Point localization data:
· · ·

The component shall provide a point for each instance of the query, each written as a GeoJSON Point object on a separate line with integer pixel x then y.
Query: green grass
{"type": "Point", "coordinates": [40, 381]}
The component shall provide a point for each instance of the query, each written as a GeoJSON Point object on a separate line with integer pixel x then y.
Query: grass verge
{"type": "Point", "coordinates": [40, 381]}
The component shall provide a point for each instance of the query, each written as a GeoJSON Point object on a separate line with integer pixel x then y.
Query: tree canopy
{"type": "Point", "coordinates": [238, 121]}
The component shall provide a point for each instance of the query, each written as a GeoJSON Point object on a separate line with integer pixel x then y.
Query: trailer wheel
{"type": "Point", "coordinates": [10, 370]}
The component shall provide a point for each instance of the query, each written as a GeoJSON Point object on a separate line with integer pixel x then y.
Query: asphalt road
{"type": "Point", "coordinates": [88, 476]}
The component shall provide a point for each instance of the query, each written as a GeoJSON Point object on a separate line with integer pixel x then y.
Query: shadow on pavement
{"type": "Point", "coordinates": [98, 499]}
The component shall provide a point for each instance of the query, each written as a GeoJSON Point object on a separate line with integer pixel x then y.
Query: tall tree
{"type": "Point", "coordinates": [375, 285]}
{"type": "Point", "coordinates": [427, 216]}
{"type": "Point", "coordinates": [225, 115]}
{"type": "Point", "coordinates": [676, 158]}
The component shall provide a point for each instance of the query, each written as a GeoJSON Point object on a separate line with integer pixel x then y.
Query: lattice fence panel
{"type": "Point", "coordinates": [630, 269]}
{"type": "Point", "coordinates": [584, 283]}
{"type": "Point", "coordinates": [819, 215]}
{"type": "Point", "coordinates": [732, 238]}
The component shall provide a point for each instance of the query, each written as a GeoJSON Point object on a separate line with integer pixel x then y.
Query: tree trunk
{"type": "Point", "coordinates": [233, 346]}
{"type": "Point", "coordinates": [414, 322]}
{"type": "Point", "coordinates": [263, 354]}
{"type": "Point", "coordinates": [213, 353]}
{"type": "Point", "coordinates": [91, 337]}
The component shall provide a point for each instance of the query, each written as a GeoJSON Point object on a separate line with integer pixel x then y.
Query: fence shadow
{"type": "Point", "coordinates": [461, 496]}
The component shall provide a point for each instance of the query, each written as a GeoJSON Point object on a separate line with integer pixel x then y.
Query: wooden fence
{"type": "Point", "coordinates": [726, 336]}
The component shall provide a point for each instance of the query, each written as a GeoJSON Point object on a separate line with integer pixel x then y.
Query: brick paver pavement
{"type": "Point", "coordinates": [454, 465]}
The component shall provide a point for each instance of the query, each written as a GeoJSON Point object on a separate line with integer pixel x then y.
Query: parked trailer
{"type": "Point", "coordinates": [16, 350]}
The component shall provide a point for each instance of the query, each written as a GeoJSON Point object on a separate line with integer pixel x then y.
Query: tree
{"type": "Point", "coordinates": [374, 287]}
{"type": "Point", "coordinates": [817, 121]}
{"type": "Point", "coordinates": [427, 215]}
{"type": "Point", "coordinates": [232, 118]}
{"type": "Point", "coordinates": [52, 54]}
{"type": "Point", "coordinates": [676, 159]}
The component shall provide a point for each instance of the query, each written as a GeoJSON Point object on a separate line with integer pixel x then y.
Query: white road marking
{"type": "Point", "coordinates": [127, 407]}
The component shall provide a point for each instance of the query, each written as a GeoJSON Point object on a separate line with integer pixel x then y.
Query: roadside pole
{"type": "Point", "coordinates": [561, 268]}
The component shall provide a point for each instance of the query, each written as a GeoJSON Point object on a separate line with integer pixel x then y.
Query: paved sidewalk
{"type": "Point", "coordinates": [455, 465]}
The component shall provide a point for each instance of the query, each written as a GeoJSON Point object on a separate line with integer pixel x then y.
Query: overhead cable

· · ·

**Action item**
Give back all of the records exactly as they were provided above.

**Final answer**
The component shall provide a point for each instance of the query, each written as a GeoJSON Point object on a separate line with integer pixel x then y.
Query: green grass
{"type": "Point", "coordinates": [40, 381]}
The component shall provide a point for each instance of the query, each written as a GeoJSON Point object on a separate line with integer pixel x then y.
Query: grass verge
{"type": "Point", "coordinates": [40, 381]}
The component shall provide a point for each instance of the query, each written as a GeoJSON Point object on a separate line with integer pixel x then y.
Query: tree canopy
{"type": "Point", "coordinates": [238, 121]}
The component shall provide a point for each instance of the query, each written as a GeoJSON Point object on a separate line with integer pixel x then y.
Query: trailer wheel
{"type": "Point", "coordinates": [10, 370]}
The component shall provide a point for each instance of the query, each written as a GeoJSON Point object on a separate line with integer pixel x then y.
Query: asphalt road
{"type": "Point", "coordinates": [88, 476]}
The component shall provide a point for each instance of the query, each written as a GeoJSON Point object on a separate line with integer pixel x then y.
Query: shadow on pavement
{"type": "Point", "coordinates": [98, 499]}
The component shall provide a point for each instance of the query, each written as a GeoJSON Point object on a separate line with integer pixel x then y.
Query: tall tree
{"type": "Point", "coordinates": [375, 285]}
{"type": "Point", "coordinates": [427, 216]}
{"type": "Point", "coordinates": [225, 115]}
{"type": "Point", "coordinates": [676, 158]}
The component shall provide a point for each instance of the query, each written as a GeoJSON Point object on a separate line with integer pixel x then y.
Query: lattice fence panel
{"type": "Point", "coordinates": [630, 269]}
{"type": "Point", "coordinates": [584, 283]}
{"type": "Point", "coordinates": [819, 215]}
{"type": "Point", "coordinates": [732, 238]}
The component shall provide a point for each instance of the query, each written as a GeoJSON Point object on a separate line with integer pixel x then y.
Query: tree trunk
{"type": "Point", "coordinates": [233, 346]}
{"type": "Point", "coordinates": [414, 322]}
{"type": "Point", "coordinates": [263, 354]}
{"type": "Point", "coordinates": [213, 353]}
{"type": "Point", "coordinates": [91, 337]}
The component shall provide a point for each instance of the query, each written as a GeoJSON Point object on a separate line with integer pixel x then y.
Query: fence shadow
{"type": "Point", "coordinates": [461, 496]}
The component shall provide a point for each instance of the query, each written as a GeoJSON Point object on a separate line with integer pixel x then y.
Query: wooden fence
{"type": "Point", "coordinates": [726, 336]}
The component shall provide a point for each instance of the query, each written as a GeoJSON Point object on a separate line with integer pixel x then y.
Query: brick paver pavement
{"type": "Point", "coordinates": [454, 465]}
The component shall provide a point for each instance of the query, each written as a GeoJSON Point object on a separate line with integer pixel x then y.
Query: parked trailer
{"type": "Point", "coordinates": [16, 350]}
The component shall provide a point for each instance of the query, each written as a GeoJSON Point object on a separate line with integer pixel x then y.
Query: tree
{"type": "Point", "coordinates": [374, 287]}
{"type": "Point", "coordinates": [817, 121]}
{"type": "Point", "coordinates": [427, 215]}
{"type": "Point", "coordinates": [232, 118]}
{"type": "Point", "coordinates": [52, 54]}
{"type": "Point", "coordinates": [676, 159]}
The component shall provide a point for each instance of the query, each written as a GeoJSON Point object on a separate line with integer pixel x then y.
Query: white road marking
{"type": "Point", "coordinates": [127, 407]}
The component shall provide a point for each instance of the query, each written as a GeoJSON Point object on a separate line with integer pixel x then y.
Query: roadside pole
{"type": "Point", "coordinates": [561, 268]}
The component shall provide a point for each instance of the query, each written as a GeoJSON Point object on a separate line with integer pixel x then y.
Query: paved sidewalk
{"type": "Point", "coordinates": [455, 465]}
The component shall provide a point for each instance of the query, each written as a GeoJSON Point object on a separate line with integer pixel x then y.
Query: overhead cable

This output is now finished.